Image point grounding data

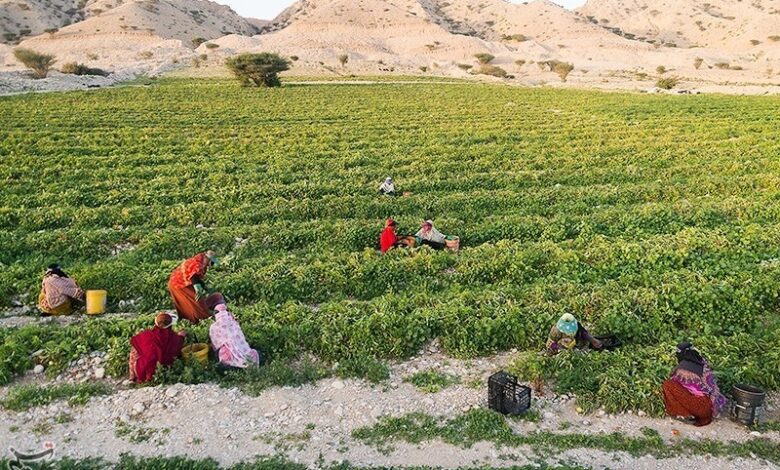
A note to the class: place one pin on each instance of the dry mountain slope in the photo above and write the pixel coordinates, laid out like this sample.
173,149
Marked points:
367,30
730,25
20,19
148,31
167,19
438,34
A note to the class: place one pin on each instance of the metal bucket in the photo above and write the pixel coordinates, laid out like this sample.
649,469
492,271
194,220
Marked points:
748,404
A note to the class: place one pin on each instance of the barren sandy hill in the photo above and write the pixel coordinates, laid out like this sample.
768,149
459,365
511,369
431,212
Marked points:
20,19
633,42
140,31
732,25
167,19
377,31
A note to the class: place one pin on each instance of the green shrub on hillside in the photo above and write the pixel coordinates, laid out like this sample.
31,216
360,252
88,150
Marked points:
38,63
258,69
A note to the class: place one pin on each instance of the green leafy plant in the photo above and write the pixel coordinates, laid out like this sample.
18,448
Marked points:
38,63
258,69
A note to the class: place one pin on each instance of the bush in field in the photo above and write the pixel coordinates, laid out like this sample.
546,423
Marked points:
74,68
40,64
484,58
667,83
563,69
258,69
492,70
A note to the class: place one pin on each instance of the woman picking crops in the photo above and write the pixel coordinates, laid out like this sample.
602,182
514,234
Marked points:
388,187
691,391
58,292
158,345
568,334
389,239
229,342
191,298
428,235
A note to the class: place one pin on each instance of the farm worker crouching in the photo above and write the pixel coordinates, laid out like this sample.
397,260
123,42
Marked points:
388,239
691,391
428,235
158,345
229,342
388,187
58,291
188,291
568,334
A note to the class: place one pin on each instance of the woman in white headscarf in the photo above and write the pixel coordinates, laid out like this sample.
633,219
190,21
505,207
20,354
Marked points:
428,235
229,342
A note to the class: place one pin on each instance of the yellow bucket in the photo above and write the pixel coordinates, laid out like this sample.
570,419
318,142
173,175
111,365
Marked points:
96,302
196,351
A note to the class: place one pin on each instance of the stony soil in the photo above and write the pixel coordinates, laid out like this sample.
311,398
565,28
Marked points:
316,421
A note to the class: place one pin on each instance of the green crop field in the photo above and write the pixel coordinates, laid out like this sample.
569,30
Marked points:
651,217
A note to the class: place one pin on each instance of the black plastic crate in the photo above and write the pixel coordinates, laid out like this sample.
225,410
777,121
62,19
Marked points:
506,396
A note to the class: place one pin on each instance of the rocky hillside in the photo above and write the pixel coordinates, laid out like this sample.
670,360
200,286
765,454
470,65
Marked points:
732,25
168,19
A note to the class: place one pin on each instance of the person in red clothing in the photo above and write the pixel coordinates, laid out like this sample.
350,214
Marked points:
388,239
191,298
158,345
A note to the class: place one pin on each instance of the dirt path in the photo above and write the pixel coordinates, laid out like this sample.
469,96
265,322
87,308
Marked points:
316,421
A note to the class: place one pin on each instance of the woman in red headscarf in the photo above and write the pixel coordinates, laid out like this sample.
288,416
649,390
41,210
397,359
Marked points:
388,239
158,345
188,290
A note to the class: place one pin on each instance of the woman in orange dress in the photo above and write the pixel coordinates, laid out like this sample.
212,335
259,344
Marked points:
191,298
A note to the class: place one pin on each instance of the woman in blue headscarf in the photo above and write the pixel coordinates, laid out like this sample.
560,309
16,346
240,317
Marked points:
568,334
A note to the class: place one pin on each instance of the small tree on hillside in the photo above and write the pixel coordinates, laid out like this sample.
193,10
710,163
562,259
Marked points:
40,64
484,58
667,83
258,69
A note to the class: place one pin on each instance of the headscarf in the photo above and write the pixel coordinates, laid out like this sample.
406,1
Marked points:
689,358
229,341
211,256
567,324
429,232
163,320
56,270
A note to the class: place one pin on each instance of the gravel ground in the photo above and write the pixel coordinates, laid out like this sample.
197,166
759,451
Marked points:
200,421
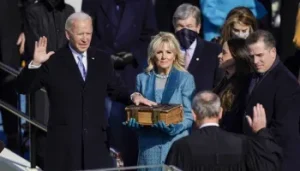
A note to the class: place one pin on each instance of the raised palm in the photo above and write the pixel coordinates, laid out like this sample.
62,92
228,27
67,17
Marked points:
40,51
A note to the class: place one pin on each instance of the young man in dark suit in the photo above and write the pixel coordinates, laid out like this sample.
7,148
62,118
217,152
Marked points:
201,57
77,79
211,148
277,89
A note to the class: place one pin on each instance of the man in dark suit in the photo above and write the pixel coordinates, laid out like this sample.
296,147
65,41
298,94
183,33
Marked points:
77,79
10,54
201,57
273,86
211,148
123,28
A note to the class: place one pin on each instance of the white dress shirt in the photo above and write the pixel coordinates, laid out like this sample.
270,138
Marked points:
208,124
190,50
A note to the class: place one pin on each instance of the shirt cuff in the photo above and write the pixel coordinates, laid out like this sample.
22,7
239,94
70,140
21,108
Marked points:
31,66
135,93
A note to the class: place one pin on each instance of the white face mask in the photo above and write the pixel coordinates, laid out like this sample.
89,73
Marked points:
240,34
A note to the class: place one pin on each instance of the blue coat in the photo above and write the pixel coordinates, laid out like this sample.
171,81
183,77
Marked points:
131,33
154,145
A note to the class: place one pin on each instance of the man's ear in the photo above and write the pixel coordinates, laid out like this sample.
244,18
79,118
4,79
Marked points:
194,115
67,34
198,28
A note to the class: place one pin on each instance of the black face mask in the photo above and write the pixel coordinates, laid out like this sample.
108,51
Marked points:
55,3
186,37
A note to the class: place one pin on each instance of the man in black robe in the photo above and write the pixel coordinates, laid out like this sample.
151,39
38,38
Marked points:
211,148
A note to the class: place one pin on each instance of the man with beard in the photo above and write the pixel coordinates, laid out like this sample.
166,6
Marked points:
201,57
45,18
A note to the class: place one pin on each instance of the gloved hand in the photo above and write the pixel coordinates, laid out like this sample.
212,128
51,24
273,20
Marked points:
133,124
122,59
172,129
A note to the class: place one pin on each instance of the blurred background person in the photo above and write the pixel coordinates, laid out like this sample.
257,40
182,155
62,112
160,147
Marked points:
215,12
236,60
211,148
165,81
12,42
46,18
240,22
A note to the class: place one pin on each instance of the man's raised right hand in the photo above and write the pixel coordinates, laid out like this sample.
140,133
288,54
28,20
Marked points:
40,52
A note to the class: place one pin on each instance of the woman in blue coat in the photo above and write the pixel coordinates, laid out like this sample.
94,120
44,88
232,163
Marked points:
164,81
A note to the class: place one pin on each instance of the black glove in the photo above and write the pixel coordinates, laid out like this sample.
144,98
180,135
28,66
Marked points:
122,59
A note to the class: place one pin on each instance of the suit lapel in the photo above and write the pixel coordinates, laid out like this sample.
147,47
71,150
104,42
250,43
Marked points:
71,64
127,17
171,85
196,59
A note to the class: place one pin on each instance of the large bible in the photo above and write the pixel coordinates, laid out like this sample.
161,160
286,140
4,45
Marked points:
149,115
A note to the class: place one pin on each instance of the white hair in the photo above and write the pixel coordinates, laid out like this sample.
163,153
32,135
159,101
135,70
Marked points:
76,16
206,104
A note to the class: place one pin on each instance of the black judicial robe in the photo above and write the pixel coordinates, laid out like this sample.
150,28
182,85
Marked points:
213,149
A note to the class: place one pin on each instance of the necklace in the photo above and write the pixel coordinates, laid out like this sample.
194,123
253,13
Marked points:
161,76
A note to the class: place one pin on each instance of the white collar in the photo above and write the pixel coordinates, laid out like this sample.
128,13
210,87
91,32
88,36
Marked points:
193,46
208,124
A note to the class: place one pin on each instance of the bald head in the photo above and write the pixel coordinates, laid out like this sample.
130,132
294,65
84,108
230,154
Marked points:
206,104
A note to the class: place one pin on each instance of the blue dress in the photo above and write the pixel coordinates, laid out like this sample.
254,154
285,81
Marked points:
154,144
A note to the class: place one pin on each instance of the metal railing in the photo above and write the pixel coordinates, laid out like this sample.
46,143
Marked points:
28,117
34,125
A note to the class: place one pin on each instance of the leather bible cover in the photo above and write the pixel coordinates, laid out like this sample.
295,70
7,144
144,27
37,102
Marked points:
149,115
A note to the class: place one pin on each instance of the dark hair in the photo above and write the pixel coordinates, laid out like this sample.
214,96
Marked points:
241,55
261,35
237,15
243,66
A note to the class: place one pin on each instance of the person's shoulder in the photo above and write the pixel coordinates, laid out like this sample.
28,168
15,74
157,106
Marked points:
213,45
186,75
34,8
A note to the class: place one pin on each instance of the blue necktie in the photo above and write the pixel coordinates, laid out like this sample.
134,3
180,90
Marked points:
81,66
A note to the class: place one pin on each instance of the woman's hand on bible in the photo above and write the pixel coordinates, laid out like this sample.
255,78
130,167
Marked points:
133,124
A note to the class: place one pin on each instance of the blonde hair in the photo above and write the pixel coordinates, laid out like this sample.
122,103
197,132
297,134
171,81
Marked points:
170,40
240,15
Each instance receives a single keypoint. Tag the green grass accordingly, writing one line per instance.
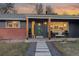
(69, 48)
(13, 49)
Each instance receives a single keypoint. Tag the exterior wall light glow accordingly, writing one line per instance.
(39, 24)
(45, 23)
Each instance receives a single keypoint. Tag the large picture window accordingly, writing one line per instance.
(13, 24)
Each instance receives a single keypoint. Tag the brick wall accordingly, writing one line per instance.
(12, 33)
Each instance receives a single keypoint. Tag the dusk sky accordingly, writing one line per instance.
(59, 8)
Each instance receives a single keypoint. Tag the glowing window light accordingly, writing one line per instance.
(39, 24)
(45, 23)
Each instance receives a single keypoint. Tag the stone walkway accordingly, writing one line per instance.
(42, 49)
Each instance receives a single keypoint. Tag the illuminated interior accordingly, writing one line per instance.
(12, 24)
(58, 26)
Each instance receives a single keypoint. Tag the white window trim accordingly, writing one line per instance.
(6, 24)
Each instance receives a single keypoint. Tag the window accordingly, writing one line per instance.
(13, 24)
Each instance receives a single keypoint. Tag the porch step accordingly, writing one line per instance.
(39, 37)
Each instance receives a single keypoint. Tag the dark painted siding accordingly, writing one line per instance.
(74, 29)
(2, 24)
(22, 24)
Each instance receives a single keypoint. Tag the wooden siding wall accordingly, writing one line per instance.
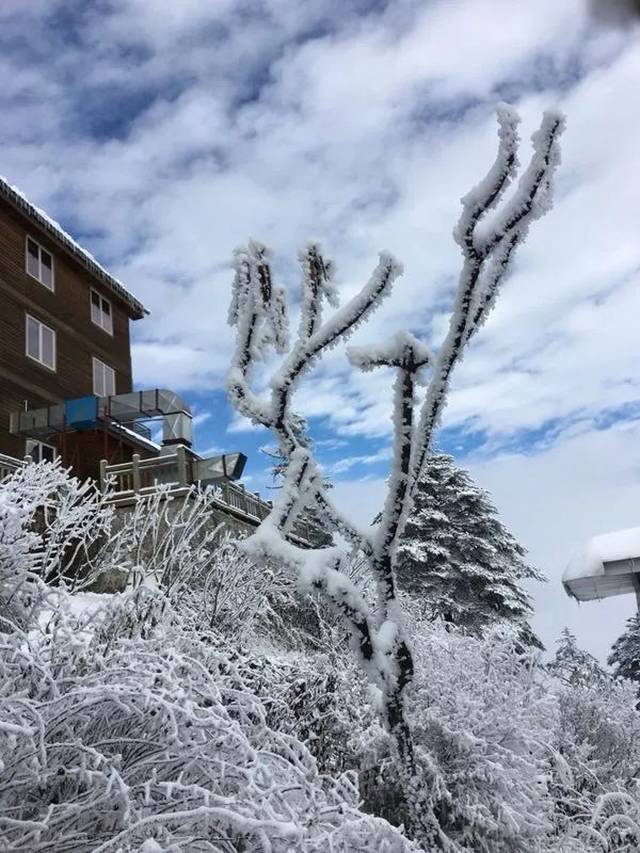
(67, 310)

Exercise brief: The count alone is needed: how many lines of these entries contain the word "shirt"?

Written answer: 2